Selection =
AFSA Scholarship Contest
Fire Sprinkler Industry Overview
This is it! It’s your senior year and you are ready to hit the ground running – college or trade school, real world, and everything in between – bring it on! And up until this very moment, you may or may not have heard of automatic fire sprinkler systems. So what’s the big deal about these systems and why should you care?
The simplest way to put it is that your life may depend on them someday. Unfortunately every year, young people just like you lose their lives in college dorms, nightclubs, hotels, apartments and off-campus housing due to the lack of fire sprinkler systems. Nobody ever sees a fire coming, and the aftermath is not always kind. In fact, it can be downright devastating.
So take this opportunity to educate yourself on these little systems that you don’t hear too much about. Then start taking a look around – you just might be surprised at how relieved you feel when you see they’re installed where you happen to be for the moment. Oh yeah, and the chance to win a scholarship to help with college or trade school expenses? Not too shabby either.

Rows =
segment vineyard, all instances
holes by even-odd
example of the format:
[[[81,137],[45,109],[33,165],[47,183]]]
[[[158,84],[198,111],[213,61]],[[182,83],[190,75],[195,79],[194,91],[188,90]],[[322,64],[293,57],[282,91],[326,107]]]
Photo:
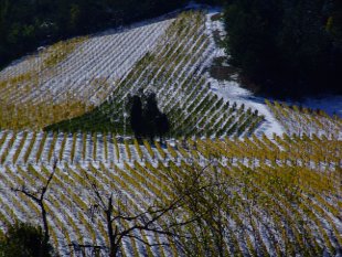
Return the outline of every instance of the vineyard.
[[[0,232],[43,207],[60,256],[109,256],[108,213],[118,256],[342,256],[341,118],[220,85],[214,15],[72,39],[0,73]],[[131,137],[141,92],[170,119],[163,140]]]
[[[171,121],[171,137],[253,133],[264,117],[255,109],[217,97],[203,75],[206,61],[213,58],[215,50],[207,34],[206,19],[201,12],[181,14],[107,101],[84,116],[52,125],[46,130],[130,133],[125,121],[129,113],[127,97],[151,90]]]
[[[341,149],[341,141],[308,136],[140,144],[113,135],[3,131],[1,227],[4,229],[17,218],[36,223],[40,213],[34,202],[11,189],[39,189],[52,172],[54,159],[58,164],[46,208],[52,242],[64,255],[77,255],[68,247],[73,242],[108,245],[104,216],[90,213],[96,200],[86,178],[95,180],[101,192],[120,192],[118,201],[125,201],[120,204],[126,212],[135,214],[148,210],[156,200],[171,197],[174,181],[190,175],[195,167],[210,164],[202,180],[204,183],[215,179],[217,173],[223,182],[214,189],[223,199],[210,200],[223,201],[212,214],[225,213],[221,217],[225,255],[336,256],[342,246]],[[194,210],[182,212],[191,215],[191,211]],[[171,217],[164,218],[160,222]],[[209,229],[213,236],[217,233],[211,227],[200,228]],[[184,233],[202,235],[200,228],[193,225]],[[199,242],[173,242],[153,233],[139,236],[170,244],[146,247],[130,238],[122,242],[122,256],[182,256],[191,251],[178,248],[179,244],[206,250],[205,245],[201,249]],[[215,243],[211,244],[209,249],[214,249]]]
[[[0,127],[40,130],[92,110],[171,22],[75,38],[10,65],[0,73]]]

...

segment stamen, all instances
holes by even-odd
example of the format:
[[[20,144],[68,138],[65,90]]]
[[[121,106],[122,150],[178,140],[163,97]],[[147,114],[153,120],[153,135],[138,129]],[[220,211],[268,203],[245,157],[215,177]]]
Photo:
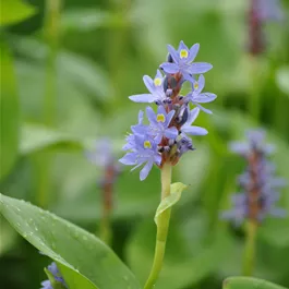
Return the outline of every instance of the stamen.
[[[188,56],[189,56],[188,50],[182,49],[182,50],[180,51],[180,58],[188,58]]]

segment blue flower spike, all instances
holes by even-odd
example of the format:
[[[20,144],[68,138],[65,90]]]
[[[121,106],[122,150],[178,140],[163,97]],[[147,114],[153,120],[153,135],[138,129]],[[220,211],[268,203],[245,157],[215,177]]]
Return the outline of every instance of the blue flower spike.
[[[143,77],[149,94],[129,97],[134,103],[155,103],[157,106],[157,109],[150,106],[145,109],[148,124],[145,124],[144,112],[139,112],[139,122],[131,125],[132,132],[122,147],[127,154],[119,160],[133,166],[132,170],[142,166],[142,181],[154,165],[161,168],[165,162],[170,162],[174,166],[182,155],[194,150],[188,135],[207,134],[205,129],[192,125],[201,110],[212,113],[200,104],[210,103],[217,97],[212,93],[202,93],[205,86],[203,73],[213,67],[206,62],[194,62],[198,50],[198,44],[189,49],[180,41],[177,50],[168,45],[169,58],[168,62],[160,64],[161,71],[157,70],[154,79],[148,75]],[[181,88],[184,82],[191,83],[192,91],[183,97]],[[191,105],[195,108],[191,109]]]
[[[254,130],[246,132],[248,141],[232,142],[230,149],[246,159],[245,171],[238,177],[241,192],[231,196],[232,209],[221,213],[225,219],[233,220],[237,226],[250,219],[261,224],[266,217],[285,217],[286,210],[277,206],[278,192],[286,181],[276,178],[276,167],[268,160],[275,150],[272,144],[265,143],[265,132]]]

Tasks to carry out =
1. Rewrite the fire sprinkler overview starting at "AFSA Scholarship Contest" and ending at "should you care?", replacing "senior year" with "final year".
2. According to the fire sprinkler overview, why should students care about automatic fire sprinkler systems? Answer in one to three sentences.
3. Write the next part of the fire sprinkler overview, picking up after its last sentence.

Results by task =
1.
AFSA Scholarship Contest
Fire Sprinkler Industry Overview
This is it! It’s your final year and you are ready to hit the ground running – college or trade school, real world, and everything in between – bring it on! And up until this very moment, you may or may not have heard of automatic fire sprinkler systems. So what’s the big deal about these systems and why should you care?

2. Their lives may depend on these systems someday. Every year, young people die in college dorms, nightclubs, hotels, apartments and off-campus housing because those places lack fire sprinkler systems.

3.
The concept of automatic fire sprinkler systems dates back to the 1800s, most notably to English inventor John Carey, who in 1806 developed a heat-operated system that distributed water through perforated pipes to extinguish a fire.
In 1864, Major Stewart Harrison of London’s 1st Engineer Volunteers furthered Carey’s idea by introducing the automatic sprinkler.
Meanwhile in America, Henry S. Parmelee was also developing the concept while looking for a way to protect his piano factory in Newhaven, Conn., from the irreparable damage that could be caused by a fire.
Although the system had already been patented by another American, Philip W. Pratt of Abington, Mass. in 1872, Parmelee is credited with creating the first commercially successful closed sprinkler in 1874.
Frederick Grinnell continued the progress of the invention in Providence, R.I. by adding his patented version in 1881.
In an effort to standardize these systems, a group of insurance companies joined together to form the National Fire Protection Association (NFPA) in 1896.
BASIC CODE INFORMATION: WHO DETERMINES WHAT?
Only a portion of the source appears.